* Exercise directions
From the line containing "Exercise. Mark the blackboard" through the last line of the entries below, repeat each line word for word and leave out the rest.

* Dataset entries
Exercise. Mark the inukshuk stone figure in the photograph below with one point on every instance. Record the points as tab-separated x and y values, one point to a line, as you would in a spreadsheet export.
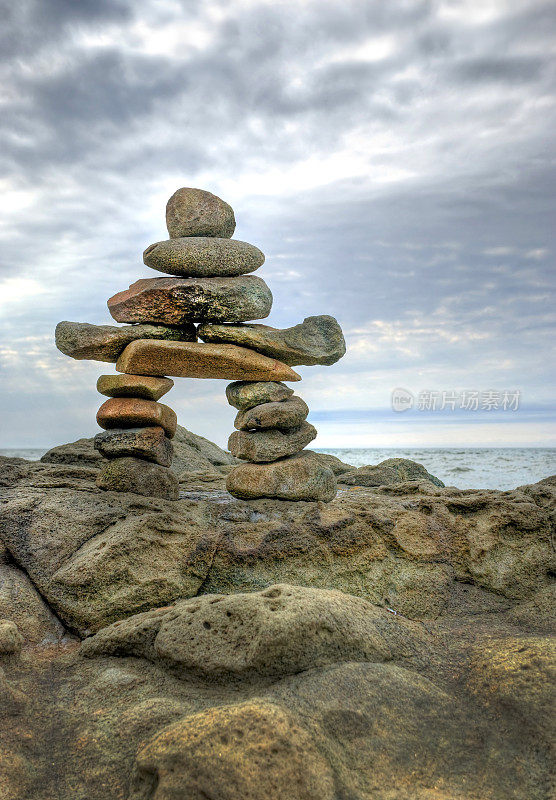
207	285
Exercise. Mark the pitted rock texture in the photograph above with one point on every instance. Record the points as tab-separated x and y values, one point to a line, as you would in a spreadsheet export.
284	415
81	340
99	557
279	631
250	751
176	301
387	473
461	713
203	257
246	394
196	212
316	340
129	474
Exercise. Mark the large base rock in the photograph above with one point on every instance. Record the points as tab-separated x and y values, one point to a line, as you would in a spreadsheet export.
140	477
300	477
150	444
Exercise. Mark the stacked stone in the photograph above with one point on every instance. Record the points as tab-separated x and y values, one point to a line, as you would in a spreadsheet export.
209	286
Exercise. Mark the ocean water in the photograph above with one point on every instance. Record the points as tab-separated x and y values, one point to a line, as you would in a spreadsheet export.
464	467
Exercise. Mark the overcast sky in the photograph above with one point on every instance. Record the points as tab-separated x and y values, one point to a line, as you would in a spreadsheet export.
392	159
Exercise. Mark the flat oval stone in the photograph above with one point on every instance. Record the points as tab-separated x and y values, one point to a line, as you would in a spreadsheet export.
270	445
152	444
80	340
128	412
316	340
203	257
175	301
246	394
195	212
196	360
145	386
138	476
299	477
283	415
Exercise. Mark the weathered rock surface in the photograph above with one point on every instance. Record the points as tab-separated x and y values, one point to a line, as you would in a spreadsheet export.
140	477
316	340
271	444
283	415
197	360
81	340
177	301
299	477
247	394
145	386
151	444
122	412
279	631
203	257
192	453
460	710
11	640
387	473
195	212
253	750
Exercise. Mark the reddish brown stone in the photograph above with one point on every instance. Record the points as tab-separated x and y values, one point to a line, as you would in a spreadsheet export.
130	412
177	301
196	360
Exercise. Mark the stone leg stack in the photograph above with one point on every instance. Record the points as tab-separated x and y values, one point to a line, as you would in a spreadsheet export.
206	282
271	433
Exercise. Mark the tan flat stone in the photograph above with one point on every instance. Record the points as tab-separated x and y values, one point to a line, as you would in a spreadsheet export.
196	360
145	386
130	412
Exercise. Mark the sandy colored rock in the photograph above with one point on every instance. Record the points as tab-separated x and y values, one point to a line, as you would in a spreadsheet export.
177	301
80	340
247	394
130	412
198	360
143	386
191	453
138	476
196	212
316	340
271	444
388	473
203	257
299	477
251	751
11	640
278	631
151	444
283	415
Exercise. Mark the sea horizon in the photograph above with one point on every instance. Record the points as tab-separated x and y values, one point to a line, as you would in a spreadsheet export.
503	468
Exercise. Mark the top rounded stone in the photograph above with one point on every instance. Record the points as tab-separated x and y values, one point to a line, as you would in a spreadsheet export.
194	212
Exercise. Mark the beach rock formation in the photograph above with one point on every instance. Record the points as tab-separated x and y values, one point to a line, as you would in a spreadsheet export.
396	642
210	286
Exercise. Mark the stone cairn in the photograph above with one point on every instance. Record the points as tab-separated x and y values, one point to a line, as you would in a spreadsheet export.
208	285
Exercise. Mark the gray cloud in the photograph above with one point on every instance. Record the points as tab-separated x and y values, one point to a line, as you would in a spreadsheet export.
391	159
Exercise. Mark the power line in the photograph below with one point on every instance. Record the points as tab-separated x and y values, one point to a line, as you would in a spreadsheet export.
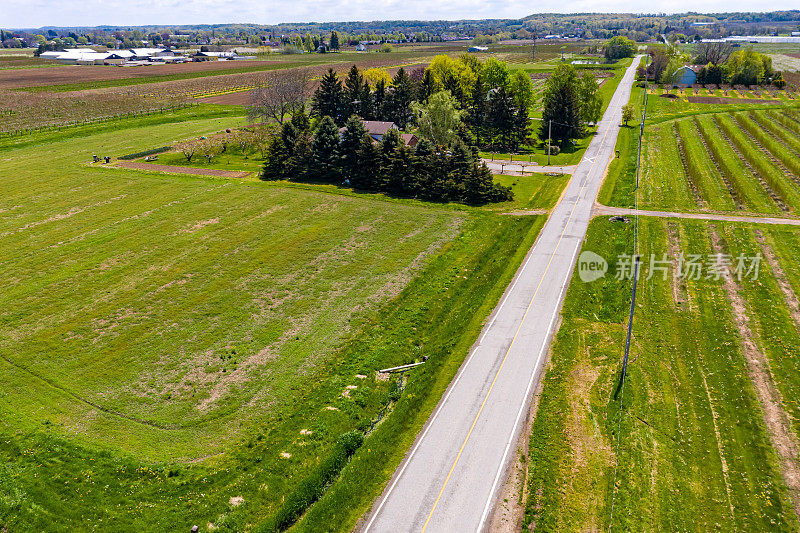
636	262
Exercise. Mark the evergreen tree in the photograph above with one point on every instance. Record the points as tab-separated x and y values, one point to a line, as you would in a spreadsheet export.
424	163
387	147
288	152
426	87
350	148
351	92
590	102
379	100
328	98
325	151
461	164
521	128
366	175
453	86
367	111
476	117
298	146
562	106
398	103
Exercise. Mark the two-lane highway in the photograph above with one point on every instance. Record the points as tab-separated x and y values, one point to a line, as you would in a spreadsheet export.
449	480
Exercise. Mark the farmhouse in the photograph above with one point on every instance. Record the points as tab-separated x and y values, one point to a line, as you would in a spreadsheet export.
377	129
87	56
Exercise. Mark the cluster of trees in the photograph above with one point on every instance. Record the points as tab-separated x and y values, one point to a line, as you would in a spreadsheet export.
570	102
357	95
495	102
322	153
619	47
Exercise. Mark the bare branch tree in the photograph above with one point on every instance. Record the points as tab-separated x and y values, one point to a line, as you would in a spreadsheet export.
284	93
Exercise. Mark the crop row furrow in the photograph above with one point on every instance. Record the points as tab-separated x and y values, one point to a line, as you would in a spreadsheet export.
769	147
719	162
739	149
689	169
790	141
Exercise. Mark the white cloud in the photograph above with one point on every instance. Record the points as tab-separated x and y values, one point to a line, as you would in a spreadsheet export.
37	13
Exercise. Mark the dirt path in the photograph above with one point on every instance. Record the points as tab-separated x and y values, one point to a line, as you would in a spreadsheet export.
170	169
775	418
604	210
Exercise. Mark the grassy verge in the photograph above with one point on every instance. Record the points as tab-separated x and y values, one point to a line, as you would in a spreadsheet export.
457	327
150	292
694	451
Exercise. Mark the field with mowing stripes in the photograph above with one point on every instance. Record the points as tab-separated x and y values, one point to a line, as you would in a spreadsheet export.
746	161
709	421
187	350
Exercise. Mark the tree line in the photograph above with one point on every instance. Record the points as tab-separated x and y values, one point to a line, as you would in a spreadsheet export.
321	153
456	106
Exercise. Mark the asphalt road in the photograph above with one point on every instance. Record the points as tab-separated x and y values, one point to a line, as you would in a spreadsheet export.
451	477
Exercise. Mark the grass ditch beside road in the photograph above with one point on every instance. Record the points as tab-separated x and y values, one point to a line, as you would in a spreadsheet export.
694	449
135	237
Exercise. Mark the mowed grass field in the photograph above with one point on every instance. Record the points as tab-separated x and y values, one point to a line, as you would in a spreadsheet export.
699	447
744	160
186	350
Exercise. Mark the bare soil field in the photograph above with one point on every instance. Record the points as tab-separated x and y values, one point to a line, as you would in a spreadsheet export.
37	77
238	98
243	97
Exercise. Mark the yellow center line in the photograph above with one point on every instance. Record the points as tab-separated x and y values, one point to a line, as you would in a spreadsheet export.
514	338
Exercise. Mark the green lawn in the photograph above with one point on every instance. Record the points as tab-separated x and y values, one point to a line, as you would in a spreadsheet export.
694	451
741	159
170	343
537	191
232	159
571	155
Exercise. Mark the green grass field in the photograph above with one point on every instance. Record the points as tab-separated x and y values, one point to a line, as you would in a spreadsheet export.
695	451
716	158
173	344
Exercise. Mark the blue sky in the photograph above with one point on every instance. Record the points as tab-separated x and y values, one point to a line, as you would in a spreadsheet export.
37	13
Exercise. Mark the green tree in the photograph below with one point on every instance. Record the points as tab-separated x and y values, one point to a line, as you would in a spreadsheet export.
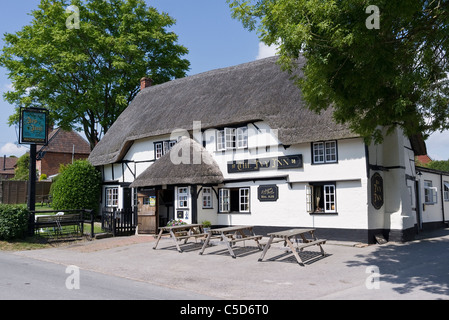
78	186
85	64
388	70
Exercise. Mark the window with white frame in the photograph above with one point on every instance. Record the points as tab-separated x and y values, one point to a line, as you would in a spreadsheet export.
111	197
321	198
234	200
324	152
183	197
242	138
207	198
163	147
221	141
244	200
232	138
430	193
224	200
446	190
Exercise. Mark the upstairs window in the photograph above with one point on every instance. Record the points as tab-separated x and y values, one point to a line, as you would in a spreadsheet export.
324	152
232	138
446	190
163	147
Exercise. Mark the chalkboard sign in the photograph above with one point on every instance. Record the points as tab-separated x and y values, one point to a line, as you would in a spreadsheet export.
268	193
377	191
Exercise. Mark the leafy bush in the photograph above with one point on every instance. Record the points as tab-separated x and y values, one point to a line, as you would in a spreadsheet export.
78	186
13	221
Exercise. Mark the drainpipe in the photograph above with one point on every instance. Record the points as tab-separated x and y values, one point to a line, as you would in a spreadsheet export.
442	198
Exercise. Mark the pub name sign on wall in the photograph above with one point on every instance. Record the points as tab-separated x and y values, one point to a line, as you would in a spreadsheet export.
33	126
273	163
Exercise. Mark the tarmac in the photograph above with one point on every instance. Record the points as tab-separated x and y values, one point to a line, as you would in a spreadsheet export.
416	270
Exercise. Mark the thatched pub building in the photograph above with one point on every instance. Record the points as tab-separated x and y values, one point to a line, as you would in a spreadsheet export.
237	146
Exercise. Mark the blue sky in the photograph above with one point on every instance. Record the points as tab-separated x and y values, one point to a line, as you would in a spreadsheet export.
205	27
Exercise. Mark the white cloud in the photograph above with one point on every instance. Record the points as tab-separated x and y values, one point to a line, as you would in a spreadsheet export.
10	149
438	145
266	51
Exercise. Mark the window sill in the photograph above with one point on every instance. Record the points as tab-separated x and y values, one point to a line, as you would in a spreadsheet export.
234	212
323	213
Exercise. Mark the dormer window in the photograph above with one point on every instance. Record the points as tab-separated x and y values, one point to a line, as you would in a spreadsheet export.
232	138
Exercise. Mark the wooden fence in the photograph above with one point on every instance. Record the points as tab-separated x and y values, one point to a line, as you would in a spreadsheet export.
16	192
119	222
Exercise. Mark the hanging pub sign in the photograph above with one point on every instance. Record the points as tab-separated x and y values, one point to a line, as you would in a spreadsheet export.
268	193
284	162
377	191
33	126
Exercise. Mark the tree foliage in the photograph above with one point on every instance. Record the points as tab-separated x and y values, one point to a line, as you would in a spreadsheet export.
393	76
78	186
87	76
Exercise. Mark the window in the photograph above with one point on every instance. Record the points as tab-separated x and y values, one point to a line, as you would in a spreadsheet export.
224	200
446	190
430	193
232	138
244	200
321	198
207	198
183	197
234	200
221	145
112	197
242	138
324	152
163	147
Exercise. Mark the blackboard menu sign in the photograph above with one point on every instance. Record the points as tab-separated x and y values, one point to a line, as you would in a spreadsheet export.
268	193
377	191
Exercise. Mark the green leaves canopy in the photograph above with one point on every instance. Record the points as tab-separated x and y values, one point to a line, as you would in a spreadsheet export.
393	76
86	77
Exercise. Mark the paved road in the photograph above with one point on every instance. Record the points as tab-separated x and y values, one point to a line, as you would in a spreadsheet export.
30	279
393	271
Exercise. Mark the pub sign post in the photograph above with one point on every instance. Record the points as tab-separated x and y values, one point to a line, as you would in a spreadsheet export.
33	126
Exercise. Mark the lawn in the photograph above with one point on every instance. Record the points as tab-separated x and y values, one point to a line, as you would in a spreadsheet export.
44	239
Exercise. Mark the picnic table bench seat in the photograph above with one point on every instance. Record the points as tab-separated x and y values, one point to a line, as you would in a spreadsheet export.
58	221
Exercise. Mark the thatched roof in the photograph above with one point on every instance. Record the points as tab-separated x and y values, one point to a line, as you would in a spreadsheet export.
186	163
253	91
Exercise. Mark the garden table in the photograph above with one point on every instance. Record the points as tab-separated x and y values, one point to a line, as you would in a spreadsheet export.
182	232
286	236
231	235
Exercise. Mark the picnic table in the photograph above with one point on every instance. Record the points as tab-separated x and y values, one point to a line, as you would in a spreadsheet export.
286	236
182	232
231	235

* Exercise solution
Exercise. Mark the blackboard menu sign in the photograph above with one point on every instance. Record the points as tab-separated x and y values, one point to a line, as you would in a spreadsheet export.
268	193
377	191
Exercise. Mark the green leaves canopy in the photograph above with one point on every instance. Record the points as tab-separated x and y values, one point to a line, as you would in a spreadsheet export.
393	76
86	77
Exercise. Mark the paved road in the photograph above with one point on every instance. Record the points as tab-separated x and y values, one point to a line, as you would in a spreadsheet export.
30	279
393	271
Exercise. Mark the pub sign post in the photograph above with one point on every instance. Record the points as tab-separated x and y values, one point to a line, as you would in a spreadsheet export.
33	126
Exercise. Mark the lawn in the photograph above with one point on every instance. Record the points as tab-separated x and y values, one point to a line, as you would in a spreadsheet export.
44	239
Exercise. Mark the picnic table bench seat in the photograph above with one point on every instance. Record the points as tab-separated x and y values, one point to a line, as you would in a spreadsheet export.
58	221
Exercise. Mark the thatched roof in the photograph above with one point on every instance. Record the points as tab-separated x and y values, one point to a line, as you would in a spreadsheet export.
186	163
253	91
Exercise. Mark the garden table in the photograph above with one point on every instance. Record the points as tab-separated x and y values, one point to a line, as you would in a spreadsheet export.
182	232
286	236
231	235
Exercise. Mark the picnic table in the photograph above with one point on every instance. Record the points as tab-separated x and y values, one point to a line, as you would in a spreadsheet export.
286	236
182	232
231	235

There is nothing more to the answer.